SHORT EXERCISE = Can you reproduce the records below unchanged, beginning at the line that contains "Please tag the raspberry" and continuing through the last line of the records, with both ends included?

(Pointing dataset records)
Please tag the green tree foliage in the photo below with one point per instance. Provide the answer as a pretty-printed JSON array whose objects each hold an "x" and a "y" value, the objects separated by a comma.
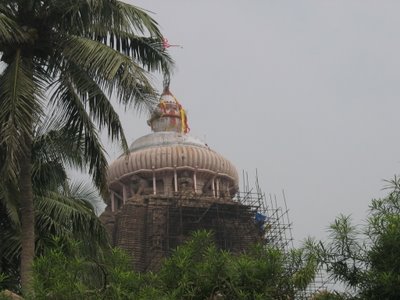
[
  {"x": 71, "y": 55},
  {"x": 62, "y": 208},
  {"x": 195, "y": 270},
  {"x": 366, "y": 258}
]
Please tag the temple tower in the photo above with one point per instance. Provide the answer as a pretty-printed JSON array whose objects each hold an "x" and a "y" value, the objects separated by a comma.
[{"x": 169, "y": 185}]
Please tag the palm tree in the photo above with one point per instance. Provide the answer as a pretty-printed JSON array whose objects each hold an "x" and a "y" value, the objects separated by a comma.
[
  {"x": 62, "y": 208},
  {"x": 72, "y": 55}
]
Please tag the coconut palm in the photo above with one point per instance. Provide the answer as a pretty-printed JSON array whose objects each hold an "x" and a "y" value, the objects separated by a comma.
[
  {"x": 72, "y": 55},
  {"x": 62, "y": 208}
]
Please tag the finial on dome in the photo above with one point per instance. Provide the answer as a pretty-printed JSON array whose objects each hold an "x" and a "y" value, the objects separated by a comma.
[{"x": 169, "y": 114}]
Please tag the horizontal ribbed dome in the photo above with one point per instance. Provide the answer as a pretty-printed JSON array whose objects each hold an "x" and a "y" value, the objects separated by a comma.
[{"x": 168, "y": 150}]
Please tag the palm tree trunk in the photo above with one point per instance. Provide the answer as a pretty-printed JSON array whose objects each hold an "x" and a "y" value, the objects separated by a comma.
[{"x": 27, "y": 218}]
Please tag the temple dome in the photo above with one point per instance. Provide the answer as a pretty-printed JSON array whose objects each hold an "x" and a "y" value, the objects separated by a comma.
[{"x": 170, "y": 155}]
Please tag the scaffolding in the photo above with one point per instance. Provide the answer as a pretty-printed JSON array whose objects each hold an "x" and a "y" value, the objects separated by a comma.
[{"x": 277, "y": 226}]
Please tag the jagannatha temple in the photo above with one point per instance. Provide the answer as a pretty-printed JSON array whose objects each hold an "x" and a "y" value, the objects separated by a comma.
[{"x": 170, "y": 184}]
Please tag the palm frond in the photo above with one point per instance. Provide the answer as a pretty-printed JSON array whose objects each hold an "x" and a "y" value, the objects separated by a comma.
[
  {"x": 10, "y": 32},
  {"x": 146, "y": 50},
  {"x": 98, "y": 104},
  {"x": 19, "y": 102},
  {"x": 78, "y": 121}
]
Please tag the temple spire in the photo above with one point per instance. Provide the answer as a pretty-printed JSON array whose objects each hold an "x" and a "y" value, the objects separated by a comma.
[{"x": 168, "y": 115}]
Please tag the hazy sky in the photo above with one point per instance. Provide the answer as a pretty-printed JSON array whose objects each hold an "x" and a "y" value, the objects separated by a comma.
[{"x": 307, "y": 92}]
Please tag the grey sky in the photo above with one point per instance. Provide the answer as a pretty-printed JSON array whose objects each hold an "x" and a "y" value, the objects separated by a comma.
[{"x": 304, "y": 91}]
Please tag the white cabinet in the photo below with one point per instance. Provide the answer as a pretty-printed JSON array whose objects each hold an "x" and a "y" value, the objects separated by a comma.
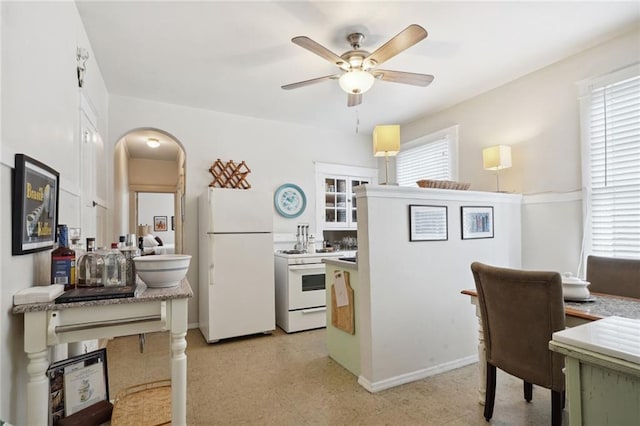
[{"x": 336, "y": 202}]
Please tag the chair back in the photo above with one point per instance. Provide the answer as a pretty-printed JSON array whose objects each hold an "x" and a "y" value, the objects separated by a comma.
[
  {"x": 617, "y": 276},
  {"x": 520, "y": 311}
]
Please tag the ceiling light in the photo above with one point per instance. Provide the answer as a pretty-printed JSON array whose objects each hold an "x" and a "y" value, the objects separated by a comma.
[
  {"x": 356, "y": 81},
  {"x": 153, "y": 143}
]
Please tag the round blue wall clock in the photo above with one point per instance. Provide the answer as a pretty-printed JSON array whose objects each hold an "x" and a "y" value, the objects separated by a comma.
[{"x": 290, "y": 200}]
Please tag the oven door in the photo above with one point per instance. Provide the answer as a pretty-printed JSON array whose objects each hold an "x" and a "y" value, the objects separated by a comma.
[{"x": 306, "y": 286}]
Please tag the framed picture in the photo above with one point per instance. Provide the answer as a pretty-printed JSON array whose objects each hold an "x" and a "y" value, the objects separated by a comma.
[
  {"x": 476, "y": 222},
  {"x": 36, "y": 188},
  {"x": 428, "y": 223},
  {"x": 77, "y": 383},
  {"x": 159, "y": 223}
]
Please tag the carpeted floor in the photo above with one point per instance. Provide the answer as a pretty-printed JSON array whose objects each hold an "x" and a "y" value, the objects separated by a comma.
[{"x": 288, "y": 379}]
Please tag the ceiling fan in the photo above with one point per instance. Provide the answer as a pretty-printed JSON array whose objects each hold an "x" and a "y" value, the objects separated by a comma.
[{"x": 360, "y": 67}]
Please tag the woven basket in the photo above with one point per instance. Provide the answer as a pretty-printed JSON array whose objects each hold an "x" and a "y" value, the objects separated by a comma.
[
  {"x": 147, "y": 404},
  {"x": 443, "y": 184}
]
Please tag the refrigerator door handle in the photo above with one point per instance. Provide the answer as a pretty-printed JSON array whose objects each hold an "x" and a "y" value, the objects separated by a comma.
[{"x": 211, "y": 249}]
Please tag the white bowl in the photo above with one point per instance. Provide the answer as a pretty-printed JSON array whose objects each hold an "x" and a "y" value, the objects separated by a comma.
[
  {"x": 162, "y": 270},
  {"x": 574, "y": 288}
]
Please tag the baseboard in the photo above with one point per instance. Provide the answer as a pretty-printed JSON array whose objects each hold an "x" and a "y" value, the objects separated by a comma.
[{"x": 415, "y": 375}]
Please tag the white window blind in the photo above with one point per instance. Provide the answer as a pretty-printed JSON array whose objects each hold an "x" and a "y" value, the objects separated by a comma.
[
  {"x": 613, "y": 162},
  {"x": 433, "y": 157}
]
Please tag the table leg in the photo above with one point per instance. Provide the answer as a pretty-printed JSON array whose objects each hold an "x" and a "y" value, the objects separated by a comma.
[
  {"x": 178, "y": 362},
  {"x": 35, "y": 346},
  {"x": 482, "y": 360},
  {"x": 37, "y": 388}
]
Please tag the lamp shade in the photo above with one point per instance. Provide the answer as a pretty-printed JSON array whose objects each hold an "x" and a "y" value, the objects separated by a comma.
[
  {"x": 386, "y": 140},
  {"x": 356, "y": 81},
  {"x": 153, "y": 143},
  {"x": 496, "y": 157}
]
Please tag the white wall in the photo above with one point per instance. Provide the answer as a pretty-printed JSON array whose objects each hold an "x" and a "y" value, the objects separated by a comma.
[
  {"x": 413, "y": 320},
  {"x": 275, "y": 152},
  {"x": 40, "y": 118},
  {"x": 152, "y": 204},
  {"x": 538, "y": 116}
]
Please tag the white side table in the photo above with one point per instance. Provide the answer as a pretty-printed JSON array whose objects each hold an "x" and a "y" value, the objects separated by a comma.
[{"x": 48, "y": 324}]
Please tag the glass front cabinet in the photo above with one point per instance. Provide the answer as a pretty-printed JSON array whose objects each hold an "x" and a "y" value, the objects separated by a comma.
[{"x": 337, "y": 206}]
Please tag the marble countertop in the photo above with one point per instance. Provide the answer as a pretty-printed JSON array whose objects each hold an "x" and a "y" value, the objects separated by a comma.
[
  {"x": 613, "y": 336},
  {"x": 603, "y": 306},
  {"x": 150, "y": 294}
]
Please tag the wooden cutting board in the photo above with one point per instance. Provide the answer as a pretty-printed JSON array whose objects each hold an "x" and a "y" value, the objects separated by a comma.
[{"x": 342, "y": 317}]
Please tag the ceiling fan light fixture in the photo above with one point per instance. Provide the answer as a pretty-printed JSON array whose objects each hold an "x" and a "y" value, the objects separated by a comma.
[
  {"x": 153, "y": 143},
  {"x": 356, "y": 81}
]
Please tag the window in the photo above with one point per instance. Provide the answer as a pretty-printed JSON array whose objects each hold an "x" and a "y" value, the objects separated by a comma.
[
  {"x": 434, "y": 156},
  {"x": 610, "y": 108}
]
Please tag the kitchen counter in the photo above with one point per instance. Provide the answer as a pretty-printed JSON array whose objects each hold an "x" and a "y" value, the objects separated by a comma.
[
  {"x": 48, "y": 324},
  {"x": 341, "y": 263}
]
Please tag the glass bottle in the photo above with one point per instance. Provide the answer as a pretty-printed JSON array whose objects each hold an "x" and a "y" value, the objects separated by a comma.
[
  {"x": 91, "y": 267},
  {"x": 63, "y": 260},
  {"x": 115, "y": 267}
]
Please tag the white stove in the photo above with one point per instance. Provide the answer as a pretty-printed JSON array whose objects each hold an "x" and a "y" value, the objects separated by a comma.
[{"x": 300, "y": 289}]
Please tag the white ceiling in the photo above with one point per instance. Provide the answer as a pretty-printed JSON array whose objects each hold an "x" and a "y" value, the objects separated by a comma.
[{"x": 234, "y": 56}]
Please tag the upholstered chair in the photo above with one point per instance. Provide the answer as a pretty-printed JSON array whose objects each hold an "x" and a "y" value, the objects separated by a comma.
[
  {"x": 617, "y": 276},
  {"x": 520, "y": 311}
]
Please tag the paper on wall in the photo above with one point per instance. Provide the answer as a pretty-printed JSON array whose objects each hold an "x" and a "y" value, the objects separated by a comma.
[{"x": 340, "y": 286}]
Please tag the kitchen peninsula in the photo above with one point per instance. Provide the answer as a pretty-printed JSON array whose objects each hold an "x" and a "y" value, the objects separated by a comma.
[
  {"x": 48, "y": 324},
  {"x": 409, "y": 320}
]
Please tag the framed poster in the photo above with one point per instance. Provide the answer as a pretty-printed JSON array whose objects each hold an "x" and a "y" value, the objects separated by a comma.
[
  {"x": 77, "y": 383},
  {"x": 476, "y": 222},
  {"x": 159, "y": 223},
  {"x": 35, "y": 206},
  {"x": 428, "y": 223}
]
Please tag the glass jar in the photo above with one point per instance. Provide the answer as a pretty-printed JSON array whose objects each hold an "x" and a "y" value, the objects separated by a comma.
[
  {"x": 115, "y": 267},
  {"x": 130, "y": 251},
  {"x": 90, "y": 267}
]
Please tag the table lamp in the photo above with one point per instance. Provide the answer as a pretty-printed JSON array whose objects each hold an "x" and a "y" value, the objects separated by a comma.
[
  {"x": 497, "y": 158},
  {"x": 386, "y": 142}
]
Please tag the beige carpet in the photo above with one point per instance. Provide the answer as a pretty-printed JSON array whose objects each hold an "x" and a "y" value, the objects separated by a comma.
[{"x": 288, "y": 379}]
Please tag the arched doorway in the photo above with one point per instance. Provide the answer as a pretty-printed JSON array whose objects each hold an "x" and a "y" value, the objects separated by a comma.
[{"x": 141, "y": 168}]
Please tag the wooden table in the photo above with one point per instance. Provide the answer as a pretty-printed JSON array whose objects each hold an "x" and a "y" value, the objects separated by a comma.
[
  {"x": 576, "y": 313},
  {"x": 49, "y": 324}
]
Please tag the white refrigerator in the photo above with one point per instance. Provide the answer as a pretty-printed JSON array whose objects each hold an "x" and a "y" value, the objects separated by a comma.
[{"x": 236, "y": 278}]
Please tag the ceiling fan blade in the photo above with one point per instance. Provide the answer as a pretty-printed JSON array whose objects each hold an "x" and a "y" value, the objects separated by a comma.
[
  {"x": 354, "y": 99},
  {"x": 404, "y": 77},
  {"x": 404, "y": 40},
  {"x": 309, "y": 82},
  {"x": 318, "y": 49}
]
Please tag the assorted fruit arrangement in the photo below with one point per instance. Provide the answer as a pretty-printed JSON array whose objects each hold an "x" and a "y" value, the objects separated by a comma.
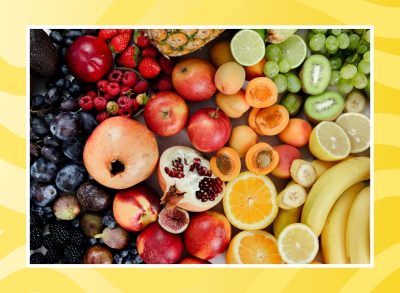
[{"x": 258, "y": 141}]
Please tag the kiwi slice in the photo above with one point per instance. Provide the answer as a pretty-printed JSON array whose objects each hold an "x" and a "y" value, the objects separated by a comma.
[
  {"x": 315, "y": 74},
  {"x": 324, "y": 107}
]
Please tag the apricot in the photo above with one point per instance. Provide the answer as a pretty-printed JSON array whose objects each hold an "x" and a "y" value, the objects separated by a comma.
[
  {"x": 297, "y": 132},
  {"x": 234, "y": 106},
  {"x": 287, "y": 154},
  {"x": 242, "y": 138},
  {"x": 229, "y": 78}
]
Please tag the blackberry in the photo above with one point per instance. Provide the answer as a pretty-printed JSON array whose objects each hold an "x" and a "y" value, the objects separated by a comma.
[
  {"x": 37, "y": 258},
  {"x": 36, "y": 238}
]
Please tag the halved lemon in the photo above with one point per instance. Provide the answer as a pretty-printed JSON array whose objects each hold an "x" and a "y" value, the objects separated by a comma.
[
  {"x": 298, "y": 244},
  {"x": 329, "y": 142},
  {"x": 250, "y": 201},
  {"x": 253, "y": 247}
]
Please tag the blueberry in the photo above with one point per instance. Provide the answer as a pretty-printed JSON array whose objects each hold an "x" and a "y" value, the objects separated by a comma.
[
  {"x": 70, "y": 177},
  {"x": 43, "y": 170}
]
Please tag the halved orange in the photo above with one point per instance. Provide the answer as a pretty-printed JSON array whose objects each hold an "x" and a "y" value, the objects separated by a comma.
[
  {"x": 250, "y": 201},
  {"x": 253, "y": 247}
]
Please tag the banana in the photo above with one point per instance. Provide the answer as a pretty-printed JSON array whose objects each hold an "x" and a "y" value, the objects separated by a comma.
[
  {"x": 333, "y": 236},
  {"x": 285, "y": 218},
  {"x": 303, "y": 172},
  {"x": 327, "y": 189},
  {"x": 357, "y": 232}
]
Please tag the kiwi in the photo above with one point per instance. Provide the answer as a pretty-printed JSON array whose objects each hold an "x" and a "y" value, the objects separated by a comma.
[
  {"x": 315, "y": 74},
  {"x": 324, "y": 107}
]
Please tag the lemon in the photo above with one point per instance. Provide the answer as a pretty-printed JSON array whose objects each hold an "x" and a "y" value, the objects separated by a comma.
[
  {"x": 329, "y": 142},
  {"x": 297, "y": 244},
  {"x": 357, "y": 128}
]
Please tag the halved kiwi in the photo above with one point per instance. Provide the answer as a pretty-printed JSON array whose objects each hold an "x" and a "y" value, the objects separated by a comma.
[
  {"x": 315, "y": 74},
  {"x": 324, "y": 107}
]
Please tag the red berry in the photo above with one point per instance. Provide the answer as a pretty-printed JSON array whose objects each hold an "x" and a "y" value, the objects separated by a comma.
[
  {"x": 86, "y": 103},
  {"x": 129, "y": 79},
  {"x": 149, "y": 68},
  {"x": 100, "y": 103},
  {"x": 115, "y": 75},
  {"x": 141, "y": 87},
  {"x": 102, "y": 116},
  {"x": 113, "y": 89},
  {"x": 102, "y": 85}
]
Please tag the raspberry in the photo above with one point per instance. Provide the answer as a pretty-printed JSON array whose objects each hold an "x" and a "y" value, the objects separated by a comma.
[
  {"x": 115, "y": 76},
  {"x": 102, "y": 116},
  {"x": 141, "y": 87},
  {"x": 86, "y": 103},
  {"x": 129, "y": 79},
  {"x": 100, "y": 103},
  {"x": 113, "y": 89},
  {"x": 102, "y": 85}
]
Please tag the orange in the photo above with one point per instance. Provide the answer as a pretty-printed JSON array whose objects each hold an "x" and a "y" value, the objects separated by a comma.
[
  {"x": 250, "y": 201},
  {"x": 253, "y": 247}
]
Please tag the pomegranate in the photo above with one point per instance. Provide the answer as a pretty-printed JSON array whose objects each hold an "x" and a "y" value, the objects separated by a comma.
[{"x": 187, "y": 180}]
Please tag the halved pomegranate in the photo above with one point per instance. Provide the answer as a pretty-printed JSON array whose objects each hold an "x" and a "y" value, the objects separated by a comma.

EXERCISE OUTPUT =
Please tag the raspberry in the photo above with one point per instance. Provide the answer as a pretty-printed JSON array whose objects each hold an "x" and a "y" value, the objects separated by a comma.
[
  {"x": 115, "y": 76},
  {"x": 102, "y": 116},
  {"x": 141, "y": 87},
  {"x": 86, "y": 103},
  {"x": 129, "y": 79},
  {"x": 100, "y": 103},
  {"x": 113, "y": 89},
  {"x": 102, "y": 85}
]
Please tag the orange in the photo above with one point per instance. Provide the answer as a pretty-printed JSON array whose objects each hold an "x" and a "y" value, the objects separated by a comma.
[
  {"x": 250, "y": 201},
  {"x": 253, "y": 247}
]
Please tag the pomegranate in the photo above with one point per instance. Provide the answer as a pretty-printed JSON array whose objects each hold an "x" and a "y" value, the objects separated by a comma.
[{"x": 187, "y": 180}]
Please tag the halved pomegranate in the photo above with one point per instance. Provide the answer as a pretty-printed JSON array whose objects each hold an "x" and a "y" value, the objects separated by a comma.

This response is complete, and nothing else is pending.